Goal A
Answer these questions about the piece on rejection, each on its own line:
(i) What did the writer not anticipate about their twenties?
(ii) How does the piece say we feel in our student days?
(iii) When a job rejection happens, what is usually the reason, according to the piece?
Goal B
Please repeat the passage of the piece on rejection between "If there’s one" and "of your life.", inclusive.

If there’s one thing I didn’t anticipate about my twenties, it’s the frequent (heck, it sometimes feels like non-stop) rejection. From jobs to relationships, our egos take a real knock.
In our student days we feel invincible, with few responsibilities and a whole world of possibilities ahead of us. I don’t know about you but I was pretty quickly knocked down a peg or two as soon as I started on my career search.
But as much as it sucks, I believe it’s not all bad and there’s a lot to be learnt from rejection. Here’s how to cope if you find yourself dismissed, spurned, rebuffed or turned-down in any aspect of your life.
Don’t take it personally
OK, easier said than done right? But bare with me. Being rejected feels like the most personal thing in the world, but it’s not. When it comes to jobs, usually it’s because someone else has something the company would benefit from, not that you are lacking. And when it comes to relationships? It’s not because there is something wrong with you: it’s because the situation just doesn’t work.

Source data
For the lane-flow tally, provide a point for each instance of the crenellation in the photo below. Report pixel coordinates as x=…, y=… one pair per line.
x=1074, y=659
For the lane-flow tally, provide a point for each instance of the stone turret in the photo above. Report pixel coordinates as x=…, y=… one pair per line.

Full answer A
(i) The frequent rejection.
(ii) Invincible.
(iii) Someone else has something the company would benefit from, not that you are lacking.

Full answer B
If there’s one thing I didn’t anticipate about my twenties, it’s the frequent (heck, it sometimes feels like non-stop) rejection. From jobs to relationships, our egos take a real knock.
In our student days we feel invincible, with few responsibilities and a whole world of possibilities ahead of us. I don’t know about you but I was pretty quickly knocked down a peg or two as soon as I started on my career search.
But as much as it sucks, I believe it’s not all bad and there’s a lot to be learnt from rejection. Here’s how to cope if you find yourself dismissed, spurned, rebuffed or turned-down in any aspect of your life.